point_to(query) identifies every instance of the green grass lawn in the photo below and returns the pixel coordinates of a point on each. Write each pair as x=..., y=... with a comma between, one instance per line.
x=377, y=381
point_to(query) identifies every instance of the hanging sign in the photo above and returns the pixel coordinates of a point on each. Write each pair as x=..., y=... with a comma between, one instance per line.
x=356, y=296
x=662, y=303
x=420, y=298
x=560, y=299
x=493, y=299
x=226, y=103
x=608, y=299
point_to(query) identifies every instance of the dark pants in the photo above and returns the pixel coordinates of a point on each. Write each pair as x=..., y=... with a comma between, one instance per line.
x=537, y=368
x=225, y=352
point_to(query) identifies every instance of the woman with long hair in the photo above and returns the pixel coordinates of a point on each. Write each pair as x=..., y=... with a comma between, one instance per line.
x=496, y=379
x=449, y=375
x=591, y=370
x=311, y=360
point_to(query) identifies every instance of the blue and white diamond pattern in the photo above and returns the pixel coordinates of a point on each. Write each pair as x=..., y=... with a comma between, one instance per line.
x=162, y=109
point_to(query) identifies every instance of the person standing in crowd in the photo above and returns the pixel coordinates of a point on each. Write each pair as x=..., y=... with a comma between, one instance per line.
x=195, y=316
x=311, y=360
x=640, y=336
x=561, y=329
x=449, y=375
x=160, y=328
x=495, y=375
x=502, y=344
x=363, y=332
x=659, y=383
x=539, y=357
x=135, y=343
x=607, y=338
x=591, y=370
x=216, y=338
====
* WHAT THE TASK ASKS *
Exactly as written, restate every line of the listing above.

* ANSWER TO THIS PROBLEM *
point_to(query) identifies every instance of the green grass lawn in the photo below and returns the pixel coordinates of a point on each. Write each pair as x=..., y=... with a comma between, one instance per line.
x=377, y=381
point_to(query) identifies every instance of the hanging sign in the photo above and returns the pixel coordinates of a point on each. Write each pair as x=..., y=... with a comma between, one instance per line.
x=356, y=296
x=662, y=303
x=420, y=298
x=560, y=299
x=493, y=299
x=226, y=103
x=608, y=299
point_to(query) identifies every instance of the dark pants in the photo above and returns the pixel coordinates of a point on each. Write each pair as x=..., y=... with a comma between, one instance per line.
x=537, y=368
x=225, y=352
point_to(query) identifies every instance of the woman with long hair in the photo above and returns the pixel coordinates of a point on each. Write each pair as x=..., y=... with a comma between, one instance per line.
x=496, y=379
x=449, y=375
x=591, y=370
x=311, y=360
point_to(query) identifies every instance of the blue and white diamond pattern in the photo above and returns the pixel coordinates of a point on each. Write each pair as x=..., y=... with a comma between, one instance per line.
x=162, y=109
point_to(query) identifies every instance of the person standing in crowd in the photo above and returns the pixel coordinates of a point on each. Write each pair as x=..., y=... with a comma between, one instance per line.
x=195, y=316
x=311, y=360
x=640, y=336
x=561, y=329
x=449, y=375
x=160, y=328
x=495, y=375
x=502, y=344
x=363, y=332
x=659, y=383
x=539, y=357
x=135, y=343
x=607, y=338
x=591, y=370
x=216, y=338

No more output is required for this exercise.